## Records provided
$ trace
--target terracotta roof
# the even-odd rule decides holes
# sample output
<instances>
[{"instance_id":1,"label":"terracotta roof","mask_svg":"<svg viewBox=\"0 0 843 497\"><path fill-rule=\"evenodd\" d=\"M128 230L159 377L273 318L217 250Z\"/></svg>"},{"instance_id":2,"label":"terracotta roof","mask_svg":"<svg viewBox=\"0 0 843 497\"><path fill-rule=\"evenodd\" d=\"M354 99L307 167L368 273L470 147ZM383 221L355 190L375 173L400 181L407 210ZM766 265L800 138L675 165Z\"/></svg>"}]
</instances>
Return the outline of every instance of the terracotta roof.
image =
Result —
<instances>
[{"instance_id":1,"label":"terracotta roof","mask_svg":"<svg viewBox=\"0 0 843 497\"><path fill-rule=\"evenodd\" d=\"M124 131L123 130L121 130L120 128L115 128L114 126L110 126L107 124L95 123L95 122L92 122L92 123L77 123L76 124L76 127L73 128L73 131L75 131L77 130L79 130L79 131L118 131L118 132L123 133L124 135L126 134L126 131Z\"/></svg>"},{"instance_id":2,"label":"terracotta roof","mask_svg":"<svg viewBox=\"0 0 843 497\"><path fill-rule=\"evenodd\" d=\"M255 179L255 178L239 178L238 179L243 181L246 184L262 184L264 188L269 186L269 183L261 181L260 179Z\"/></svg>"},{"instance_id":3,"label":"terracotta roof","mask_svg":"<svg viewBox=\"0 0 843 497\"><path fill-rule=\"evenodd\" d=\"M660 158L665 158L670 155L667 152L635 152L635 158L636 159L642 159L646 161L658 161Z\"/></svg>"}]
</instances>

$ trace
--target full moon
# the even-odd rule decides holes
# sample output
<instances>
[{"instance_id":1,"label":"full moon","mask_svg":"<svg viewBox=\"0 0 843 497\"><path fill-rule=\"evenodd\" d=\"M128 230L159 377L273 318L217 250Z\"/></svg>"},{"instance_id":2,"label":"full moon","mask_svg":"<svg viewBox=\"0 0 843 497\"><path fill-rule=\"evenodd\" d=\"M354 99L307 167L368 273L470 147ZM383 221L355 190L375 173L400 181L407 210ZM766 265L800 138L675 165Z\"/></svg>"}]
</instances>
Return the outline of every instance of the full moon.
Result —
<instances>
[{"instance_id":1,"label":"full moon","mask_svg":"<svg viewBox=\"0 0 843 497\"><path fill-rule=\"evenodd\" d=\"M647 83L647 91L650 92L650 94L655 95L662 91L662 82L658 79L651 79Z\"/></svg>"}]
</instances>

## What to work on
Render the lines of every item above as a JSON list of strings, one string per line, leaving out blank lines.

## Final result
[
  "$ trace",
  "--target terracotta roof",
  "# the even-odd rule decides holes",
  "# sample output",
  "<instances>",
  "[{\"instance_id\":1,\"label\":\"terracotta roof\",\"mask_svg\":\"<svg viewBox=\\\"0 0 843 497\\\"><path fill-rule=\\\"evenodd\\\" d=\\\"M128 230L159 377L273 318L217 250Z\\\"/></svg>\"},{\"instance_id\":2,\"label\":\"terracotta roof\",\"mask_svg\":\"<svg viewBox=\\\"0 0 843 497\\\"><path fill-rule=\\\"evenodd\\\" d=\\\"M354 99L307 167L368 273L470 147ZM383 221L355 190L375 173L400 181L407 210ZM766 265L800 138L675 165Z\\\"/></svg>\"}]",
  "</instances>",
  "Return the outline of every instance of the terracotta roof.",
  "image =",
  "Result —",
  "<instances>",
  "[{\"instance_id\":1,\"label\":\"terracotta roof\",\"mask_svg\":\"<svg viewBox=\\\"0 0 843 497\\\"><path fill-rule=\\\"evenodd\\\" d=\\\"M124 131L123 130L121 130L120 128L115 128L114 126L110 126L107 124L95 123L95 122L92 122L92 123L77 123L76 124L76 127L73 128L73 131L75 131L77 130L79 130L79 131L118 131L118 132L123 133L124 135L126 134L126 131Z\\\"/></svg>\"},{\"instance_id\":2,\"label\":\"terracotta roof\",\"mask_svg\":\"<svg viewBox=\\\"0 0 843 497\\\"><path fill-rule=\\\"evenodd\\\" d=\\\"M255 179L255 178L239 178L238 179L243 181L246 184L262 184L264 188L269 186L269 183L261 181L260 179Z\\\"/></svg>\"},{\"instance_id\":3,\"label\":\"terracotta roof\",\"mask_svg\":\"<svg viewBox=\\\"0 0 843 497\\\"><path fill-rule=\\\"evenodd\\\" d=\\\"M660 158L665 158L670 155L667 152L635 152L635 158L636 159L642 159L646 161L658 161Z\\\"/></svg>\"}]",
  "</instances>",
  "$ trace",
  "--target full moon",
  "# the even-odd rule decides holes",
  "# sample output",
  "<instances>",
  "[{\"instance_id\":1,\"label\":\"full moon\",\"mask_svg\":\"<svg viewBox=\\\"0 0 843 497\\\"><path fill-rule=\\\"evenodd\\\" d=\\\"M128 230L159 377L273 318L217 250Z\\\"/></svg>\"},{\"instance_id\":2,\"label\":\"full moon\",\"mask_svg\":\"<svg viewBox=\\\"0 0 843 497\\\"><path fill-rule=\\\"evenodd\\\" d=\\\"M354 99L307 167L368 273L470 147ZM383 221L355 190L375 173L400 181L407 210ZM766 265L800 138L675 165Z\\\"/></svg>\"}]",
  "</instances>",
  "Return the outline of every instance of the full moon.",
  "Result —",
  "<instances>",
  "[{\"instance_id\":1,\"label\":\"full moon\",\"mask_svg\":\"<svg viewBox=\\\"0 0 843 497\\\"><path fill-rule=\\\"evenodd\\\" d=\\\"M647 83L647 91L650 92L650 94L655 95L662 91L662 82L658 79L651 79Z\\\"/></svg>\"}]",
  "</instances>"
]